### Data provided
-- start --

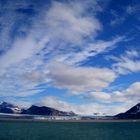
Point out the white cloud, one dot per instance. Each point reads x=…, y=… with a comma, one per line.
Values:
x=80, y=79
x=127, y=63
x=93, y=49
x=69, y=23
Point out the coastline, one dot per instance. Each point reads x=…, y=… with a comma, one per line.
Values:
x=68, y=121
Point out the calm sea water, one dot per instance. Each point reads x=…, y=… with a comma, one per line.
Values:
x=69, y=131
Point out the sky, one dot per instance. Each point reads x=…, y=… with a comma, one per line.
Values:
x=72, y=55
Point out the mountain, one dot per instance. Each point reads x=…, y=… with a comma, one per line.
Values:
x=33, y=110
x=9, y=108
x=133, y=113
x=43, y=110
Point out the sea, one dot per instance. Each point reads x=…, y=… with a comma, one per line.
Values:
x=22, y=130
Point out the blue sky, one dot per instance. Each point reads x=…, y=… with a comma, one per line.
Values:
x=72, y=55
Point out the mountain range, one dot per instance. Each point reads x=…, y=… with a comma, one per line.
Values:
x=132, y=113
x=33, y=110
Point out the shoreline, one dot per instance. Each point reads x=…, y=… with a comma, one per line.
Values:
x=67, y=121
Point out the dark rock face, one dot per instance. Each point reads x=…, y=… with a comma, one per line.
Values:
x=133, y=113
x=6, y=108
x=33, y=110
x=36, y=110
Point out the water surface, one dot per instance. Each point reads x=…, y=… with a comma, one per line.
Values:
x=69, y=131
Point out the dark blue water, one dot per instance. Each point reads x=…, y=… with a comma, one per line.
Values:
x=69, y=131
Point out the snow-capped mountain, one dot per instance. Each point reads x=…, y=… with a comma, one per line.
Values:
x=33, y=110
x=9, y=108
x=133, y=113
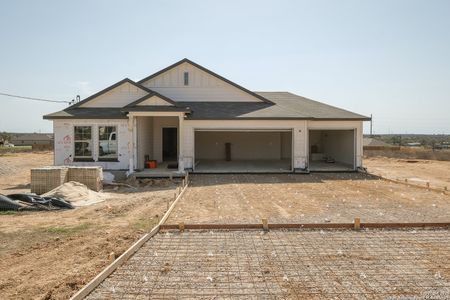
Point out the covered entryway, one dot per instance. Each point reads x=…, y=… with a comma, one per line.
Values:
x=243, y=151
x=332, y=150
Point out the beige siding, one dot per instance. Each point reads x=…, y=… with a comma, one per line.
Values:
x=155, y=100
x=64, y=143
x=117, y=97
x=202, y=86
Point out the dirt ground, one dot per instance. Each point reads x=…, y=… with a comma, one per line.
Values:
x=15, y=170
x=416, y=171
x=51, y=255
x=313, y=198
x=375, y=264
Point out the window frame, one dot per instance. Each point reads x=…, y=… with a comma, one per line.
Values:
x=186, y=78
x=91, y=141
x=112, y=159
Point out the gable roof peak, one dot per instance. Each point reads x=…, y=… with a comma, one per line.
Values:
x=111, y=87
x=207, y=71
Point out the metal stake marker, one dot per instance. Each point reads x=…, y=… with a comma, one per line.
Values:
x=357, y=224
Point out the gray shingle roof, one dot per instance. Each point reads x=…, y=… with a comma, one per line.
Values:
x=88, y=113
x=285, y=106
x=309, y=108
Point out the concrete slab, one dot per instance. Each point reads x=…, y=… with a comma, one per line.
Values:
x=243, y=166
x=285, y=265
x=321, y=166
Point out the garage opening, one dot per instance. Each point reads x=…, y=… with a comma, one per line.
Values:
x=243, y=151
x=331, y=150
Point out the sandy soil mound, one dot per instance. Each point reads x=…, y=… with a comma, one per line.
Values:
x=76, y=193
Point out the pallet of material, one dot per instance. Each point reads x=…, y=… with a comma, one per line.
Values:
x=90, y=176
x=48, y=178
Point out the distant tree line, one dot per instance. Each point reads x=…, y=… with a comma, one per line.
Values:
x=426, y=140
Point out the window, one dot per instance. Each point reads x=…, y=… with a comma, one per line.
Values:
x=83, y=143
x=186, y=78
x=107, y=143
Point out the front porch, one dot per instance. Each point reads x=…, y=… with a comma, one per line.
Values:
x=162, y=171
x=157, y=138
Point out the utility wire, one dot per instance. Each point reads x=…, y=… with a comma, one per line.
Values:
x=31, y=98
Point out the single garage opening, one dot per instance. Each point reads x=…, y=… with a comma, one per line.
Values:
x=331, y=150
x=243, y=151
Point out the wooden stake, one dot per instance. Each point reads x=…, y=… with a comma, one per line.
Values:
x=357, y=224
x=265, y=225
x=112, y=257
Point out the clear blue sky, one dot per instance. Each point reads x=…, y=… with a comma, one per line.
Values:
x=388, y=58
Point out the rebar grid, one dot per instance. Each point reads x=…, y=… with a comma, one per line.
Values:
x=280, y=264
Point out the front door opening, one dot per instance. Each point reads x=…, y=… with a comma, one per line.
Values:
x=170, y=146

-- end --
-- start --

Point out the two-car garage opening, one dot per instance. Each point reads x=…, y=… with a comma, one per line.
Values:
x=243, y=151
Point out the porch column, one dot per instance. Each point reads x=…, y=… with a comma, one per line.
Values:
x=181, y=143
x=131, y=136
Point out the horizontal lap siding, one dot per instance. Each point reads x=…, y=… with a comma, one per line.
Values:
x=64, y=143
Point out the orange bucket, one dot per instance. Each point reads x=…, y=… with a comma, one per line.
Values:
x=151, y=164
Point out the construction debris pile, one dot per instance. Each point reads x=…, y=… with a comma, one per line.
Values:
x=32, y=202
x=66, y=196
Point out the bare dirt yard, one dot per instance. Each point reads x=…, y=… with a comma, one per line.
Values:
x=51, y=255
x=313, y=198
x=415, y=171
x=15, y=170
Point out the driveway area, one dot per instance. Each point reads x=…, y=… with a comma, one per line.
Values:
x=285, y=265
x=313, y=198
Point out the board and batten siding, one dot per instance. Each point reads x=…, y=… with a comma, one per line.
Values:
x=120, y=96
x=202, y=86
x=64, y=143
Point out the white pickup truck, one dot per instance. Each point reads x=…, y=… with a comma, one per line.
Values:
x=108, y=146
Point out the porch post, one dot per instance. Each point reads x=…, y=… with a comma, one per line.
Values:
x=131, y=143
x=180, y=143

-- end --

### Written task
Copy the lines from the one with "Point out the gable" up to and including the one with "x=309, y=108", swapping "metal" for "steel" and keeping everything else the same.

### Worked answer
Point out the gable roof peak, one dot per instance. Each point reads x=…, y=… with a comma, one per line.
Values:
x=111, y=87
x=207, y=71
Point out the steel stake marker, one dot per instance. Each point reads x=…, y=… with a comma, one per line.
Values:
x=357, y=224
Point out the gray shingle roof, one dot per instance. Each point reads x=…, y=… with a comma, one per line.
Values:
x=88, y=113
x=285, y=106
x=309, y=108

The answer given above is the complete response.